Turn the records below into a numbered list, one line per item, and leave out any blank lines.

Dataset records
########

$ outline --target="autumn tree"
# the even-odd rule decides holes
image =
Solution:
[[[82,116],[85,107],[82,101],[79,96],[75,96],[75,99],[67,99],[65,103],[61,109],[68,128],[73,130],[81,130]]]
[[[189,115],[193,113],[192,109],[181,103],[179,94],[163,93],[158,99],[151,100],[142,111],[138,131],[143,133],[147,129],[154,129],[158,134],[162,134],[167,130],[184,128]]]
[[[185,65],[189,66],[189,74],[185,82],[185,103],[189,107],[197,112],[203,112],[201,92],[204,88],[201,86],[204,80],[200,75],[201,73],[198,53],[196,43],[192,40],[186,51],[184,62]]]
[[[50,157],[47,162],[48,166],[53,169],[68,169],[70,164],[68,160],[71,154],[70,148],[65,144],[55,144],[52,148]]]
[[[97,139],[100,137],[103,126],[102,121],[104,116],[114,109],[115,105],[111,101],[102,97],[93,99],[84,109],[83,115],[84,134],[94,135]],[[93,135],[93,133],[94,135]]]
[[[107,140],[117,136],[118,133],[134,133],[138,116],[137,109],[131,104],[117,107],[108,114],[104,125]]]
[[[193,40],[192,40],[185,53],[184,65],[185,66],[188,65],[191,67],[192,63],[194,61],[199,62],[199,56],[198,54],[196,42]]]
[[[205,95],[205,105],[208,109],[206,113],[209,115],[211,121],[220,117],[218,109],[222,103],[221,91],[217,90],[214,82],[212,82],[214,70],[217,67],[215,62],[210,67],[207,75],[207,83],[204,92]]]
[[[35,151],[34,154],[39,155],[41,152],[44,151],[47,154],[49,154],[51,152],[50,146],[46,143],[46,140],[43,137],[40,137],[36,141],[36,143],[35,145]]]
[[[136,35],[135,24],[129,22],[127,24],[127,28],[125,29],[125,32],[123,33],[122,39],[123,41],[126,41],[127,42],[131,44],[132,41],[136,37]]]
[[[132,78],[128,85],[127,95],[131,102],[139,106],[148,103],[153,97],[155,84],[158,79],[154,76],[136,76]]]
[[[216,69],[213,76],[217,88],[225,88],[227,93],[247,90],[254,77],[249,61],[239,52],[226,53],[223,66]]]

########

Correct answer ->
1. $ outline --target="autumn tree"
2. # the even-odd rule decides holes
3. image =
4. Solution:
5. [[[82,116],[85,107],[82,101],[79,96],[75,96],[75,99],[67,99],[65,103],[61,109],[68,128],[73,130],[81,130]]]
6. [[[189,115],[193,113],[192,109],[181,103],[179,94],[163,93],[158,99],[151,100],[142,111],[138,131],[143,133],[147,129],[154,129],[158,134],[162,134],[167,130],[184,128]]]
7. [[[185,65],[189,66],[189,74],[185,82],[185,103],[189,107],[197,112],[203,112],[201,92],[204,88],[201,86],[204,80],[200,75],[201,73],[198,53],[196,43],[192,40],[186,51],[184,62]]]
8. [[[50,157],[47,162],[48,166],[53,169],[68,169],[70,164],[68,160],[71,154],[70,148],[65,144],[55,144],[52,148]]]
9. [[[97,139],[100,137],[103,126],[102,121],[104,116],[114,109],[115,105],[111,101],[102,97],[93,99],[84,109],[83,115],[84,134],[94,135]],[[93,135],[93,133],[94,135]]]
10. [[[107,140],[117,136],[118,133],[134,133],[138,116],[137,109],[131,104],[117,107],[108,114],[104,125]]]
11. [[[193,40],[192,40],[185,53],[184,65],[185,66],[188,65],[191,67],[192,63],[194,61],[199,62],[199,56],[198,54],[196,42]]]
12. [[[205,95],[205,105],[208,109],[206,113],[209,115],[211,121],[220,117],[218,109],[222,103],[221,91],[217,90],[214,82],[212,82],[214,70],[217,67],[215,62],[210,67],[207,75],[207,83],[204,92]]]
13. [[[35,151],[34,154],[39,155],[41,152],[44,151],[47,154],[49,154],[51,152],[50,146],[46,143],[46,140],[43,137],[40,137],[36,141],[36,143],[35,145]]]
14. [[[136,35],[135,24],[129,22],[127,24],[127,28],[125,29],[125,32],[123,33],[122,39],[123,41],[126,41],[127,42],[131,44],[132,41],[136,37]]]
15. [[[132,78],[128,85],[127,95],[131,102],[139,106],[148,103],[153,97],[155,84],[158,79],[154,76],[136,76]]]
16. [[[216,69],[213,76],[217,88],[225,88],[227,93],[247,90],[254,77],[249,61],[239,52],[226,53],[223,66]]]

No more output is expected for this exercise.